EXERCISE DETAILS
From the listing below, reproduce word for word the part that opens with the line containing "# test: pointer emits one marker per instance of the black" and closes with the line containing "# test: pointer emits one marker per instance of the running"; reproduce nothing else.

* * * * * * * * *

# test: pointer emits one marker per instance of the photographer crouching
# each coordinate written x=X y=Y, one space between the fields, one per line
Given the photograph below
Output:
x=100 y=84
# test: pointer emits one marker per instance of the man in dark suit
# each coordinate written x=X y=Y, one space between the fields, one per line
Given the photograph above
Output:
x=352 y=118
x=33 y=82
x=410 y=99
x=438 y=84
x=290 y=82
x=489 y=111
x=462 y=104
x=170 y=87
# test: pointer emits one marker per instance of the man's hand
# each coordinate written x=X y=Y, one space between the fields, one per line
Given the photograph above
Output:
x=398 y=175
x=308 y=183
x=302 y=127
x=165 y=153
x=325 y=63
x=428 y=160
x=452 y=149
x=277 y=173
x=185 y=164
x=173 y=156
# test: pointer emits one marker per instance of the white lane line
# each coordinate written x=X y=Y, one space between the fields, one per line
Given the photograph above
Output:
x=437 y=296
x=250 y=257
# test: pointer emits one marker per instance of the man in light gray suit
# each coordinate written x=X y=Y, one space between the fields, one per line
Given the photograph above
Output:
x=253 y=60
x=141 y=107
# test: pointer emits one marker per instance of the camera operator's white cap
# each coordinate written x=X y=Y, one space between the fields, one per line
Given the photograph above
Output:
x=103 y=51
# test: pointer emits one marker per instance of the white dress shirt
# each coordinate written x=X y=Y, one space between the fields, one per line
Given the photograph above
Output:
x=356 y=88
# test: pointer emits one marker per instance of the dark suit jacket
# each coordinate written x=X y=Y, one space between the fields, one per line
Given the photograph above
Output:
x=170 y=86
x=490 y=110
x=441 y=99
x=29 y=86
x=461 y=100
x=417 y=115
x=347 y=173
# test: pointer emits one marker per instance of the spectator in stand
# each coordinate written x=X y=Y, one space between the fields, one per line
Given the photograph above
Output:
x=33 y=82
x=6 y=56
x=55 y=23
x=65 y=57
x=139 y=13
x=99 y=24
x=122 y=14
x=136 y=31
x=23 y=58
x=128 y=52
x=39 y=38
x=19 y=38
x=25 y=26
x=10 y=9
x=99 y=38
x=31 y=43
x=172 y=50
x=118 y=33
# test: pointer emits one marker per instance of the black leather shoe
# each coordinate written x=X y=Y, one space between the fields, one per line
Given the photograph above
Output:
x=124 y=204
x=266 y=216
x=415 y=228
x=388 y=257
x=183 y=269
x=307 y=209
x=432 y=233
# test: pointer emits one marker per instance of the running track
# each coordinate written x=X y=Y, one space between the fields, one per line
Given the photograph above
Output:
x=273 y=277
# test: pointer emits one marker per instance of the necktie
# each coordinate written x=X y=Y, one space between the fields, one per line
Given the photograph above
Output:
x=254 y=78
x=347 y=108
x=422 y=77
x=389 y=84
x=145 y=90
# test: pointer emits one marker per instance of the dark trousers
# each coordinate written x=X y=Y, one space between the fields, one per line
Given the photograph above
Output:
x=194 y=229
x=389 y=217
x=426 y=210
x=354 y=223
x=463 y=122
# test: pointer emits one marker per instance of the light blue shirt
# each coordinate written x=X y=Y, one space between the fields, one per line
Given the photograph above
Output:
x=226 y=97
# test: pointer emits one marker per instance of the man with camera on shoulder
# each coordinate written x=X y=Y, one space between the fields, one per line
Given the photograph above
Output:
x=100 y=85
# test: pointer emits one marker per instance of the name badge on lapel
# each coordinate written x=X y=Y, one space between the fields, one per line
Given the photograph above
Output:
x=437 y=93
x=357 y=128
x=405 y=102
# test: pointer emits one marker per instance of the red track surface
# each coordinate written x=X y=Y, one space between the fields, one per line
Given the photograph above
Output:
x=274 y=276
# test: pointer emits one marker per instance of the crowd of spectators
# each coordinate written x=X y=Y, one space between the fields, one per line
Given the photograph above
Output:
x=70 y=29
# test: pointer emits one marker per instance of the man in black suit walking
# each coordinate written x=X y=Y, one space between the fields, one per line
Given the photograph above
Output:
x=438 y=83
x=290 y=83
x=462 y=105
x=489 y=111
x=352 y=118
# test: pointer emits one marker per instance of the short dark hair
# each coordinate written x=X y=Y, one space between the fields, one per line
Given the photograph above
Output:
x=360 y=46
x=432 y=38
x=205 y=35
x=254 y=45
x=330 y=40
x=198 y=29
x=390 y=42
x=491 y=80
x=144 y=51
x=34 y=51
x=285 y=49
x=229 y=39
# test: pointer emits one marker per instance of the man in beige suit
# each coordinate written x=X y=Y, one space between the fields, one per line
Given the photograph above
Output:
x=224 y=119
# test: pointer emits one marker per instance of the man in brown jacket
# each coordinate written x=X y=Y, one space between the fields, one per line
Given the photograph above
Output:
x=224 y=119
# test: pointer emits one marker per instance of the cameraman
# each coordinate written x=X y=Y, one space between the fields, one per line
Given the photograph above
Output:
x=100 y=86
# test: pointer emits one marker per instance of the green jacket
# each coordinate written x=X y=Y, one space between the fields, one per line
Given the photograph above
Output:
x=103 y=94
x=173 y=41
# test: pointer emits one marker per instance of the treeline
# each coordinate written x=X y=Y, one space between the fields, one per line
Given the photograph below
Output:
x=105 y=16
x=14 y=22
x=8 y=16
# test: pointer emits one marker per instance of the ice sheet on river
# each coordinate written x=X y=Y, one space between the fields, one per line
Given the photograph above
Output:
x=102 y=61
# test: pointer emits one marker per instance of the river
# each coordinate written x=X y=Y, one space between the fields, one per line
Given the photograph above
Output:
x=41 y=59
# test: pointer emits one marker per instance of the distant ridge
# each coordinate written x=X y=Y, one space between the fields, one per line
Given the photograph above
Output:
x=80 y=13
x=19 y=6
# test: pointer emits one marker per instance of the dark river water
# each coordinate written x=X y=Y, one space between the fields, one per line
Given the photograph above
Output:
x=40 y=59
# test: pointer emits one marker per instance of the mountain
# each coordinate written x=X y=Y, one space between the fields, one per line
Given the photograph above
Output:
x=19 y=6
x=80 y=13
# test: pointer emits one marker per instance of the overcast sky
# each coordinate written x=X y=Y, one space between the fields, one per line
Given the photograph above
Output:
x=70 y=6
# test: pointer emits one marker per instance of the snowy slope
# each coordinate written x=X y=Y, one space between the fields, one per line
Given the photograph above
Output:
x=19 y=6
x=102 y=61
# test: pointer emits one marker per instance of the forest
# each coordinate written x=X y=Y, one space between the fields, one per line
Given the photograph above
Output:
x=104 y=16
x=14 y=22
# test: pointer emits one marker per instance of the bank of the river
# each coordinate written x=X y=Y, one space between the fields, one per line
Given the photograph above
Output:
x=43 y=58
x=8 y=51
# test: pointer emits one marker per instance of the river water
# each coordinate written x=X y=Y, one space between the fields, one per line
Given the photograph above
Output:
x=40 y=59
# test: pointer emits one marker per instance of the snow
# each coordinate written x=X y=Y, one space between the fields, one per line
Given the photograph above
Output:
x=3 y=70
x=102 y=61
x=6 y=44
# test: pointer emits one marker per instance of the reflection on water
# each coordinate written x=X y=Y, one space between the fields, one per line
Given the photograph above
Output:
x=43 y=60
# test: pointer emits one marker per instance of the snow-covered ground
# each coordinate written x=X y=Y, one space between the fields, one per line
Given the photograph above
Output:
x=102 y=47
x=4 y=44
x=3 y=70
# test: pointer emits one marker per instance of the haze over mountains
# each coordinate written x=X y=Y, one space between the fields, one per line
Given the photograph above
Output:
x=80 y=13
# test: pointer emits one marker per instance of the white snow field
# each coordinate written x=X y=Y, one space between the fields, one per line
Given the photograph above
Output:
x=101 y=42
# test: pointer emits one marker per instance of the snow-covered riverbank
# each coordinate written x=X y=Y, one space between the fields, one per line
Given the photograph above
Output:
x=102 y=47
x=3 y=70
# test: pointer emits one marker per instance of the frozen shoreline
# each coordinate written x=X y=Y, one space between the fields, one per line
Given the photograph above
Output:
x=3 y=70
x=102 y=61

* * * * * * * * *

ANSWER
# test: pointer emits one marker per instance of the black leather shoe
# each coordinate written x=X y=Y, one space between the fields, one per line
Given the photograph above
Output:
x=124 y=204
x=266 y=216
x=415 y=228
x=388 y=257
x=183 y=269
x=307 y=209
x=432 y=233
# test: pointer emits one marker per instance of the running track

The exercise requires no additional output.